• ENTRIES SHOWN
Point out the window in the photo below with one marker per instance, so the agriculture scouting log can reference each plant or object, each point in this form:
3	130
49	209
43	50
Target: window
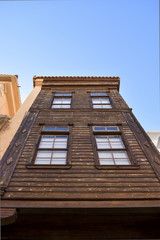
100	100
52	148
62	100
110	151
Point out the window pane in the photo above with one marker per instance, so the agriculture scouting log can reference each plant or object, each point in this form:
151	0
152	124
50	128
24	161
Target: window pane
112	129
122	162
60	145
98	94
107	162
44	154
103	146
61	128
66	100
115	139
97	106
106	106
96	101
57	101
59	154
67	94
99	128
58	94
56	106
65	106
58	161
101	139
49	128
103	154
117	145
47	138
105	100
120	154
46	145
61	138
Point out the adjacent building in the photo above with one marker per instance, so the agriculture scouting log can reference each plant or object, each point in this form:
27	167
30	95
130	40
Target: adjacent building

• YOUR GOAL
Retype the whole listing above line for line without changing a character, and leave the picture out of your copy.

• RESPONSE BELOW
Point out the window in the photo below with one marker per instance, so the agriculture scouting log can reference each plant or object, each point in this form:
3	130
49	209
43	50
Target: window
100	100
52	148
62	100
110	151
Point out the window pane in the photo above with one marker per instance, so the agriculture scouting log can reference each plant or object, each point in this form:
151	0
152	124
50	128
24	161
Target: window pane
112	129
122	162
60	145
98	94
107	162
44	154
103	146
61	128
66	100
115	139
97	106
106	106
96	101
57	101
59	154
67	94
99	128
58	94
56	106
65	106
58	161
101	139
49	128
103	154
117	145
47	138
105	100
120	154
46	145
61	138
Point out the adjacent building in the photo above with one marker per instance, so the agriculture scouting log can reference each plant or object, each point in this form:
27	167
30	95
130	40
Target: adjacent building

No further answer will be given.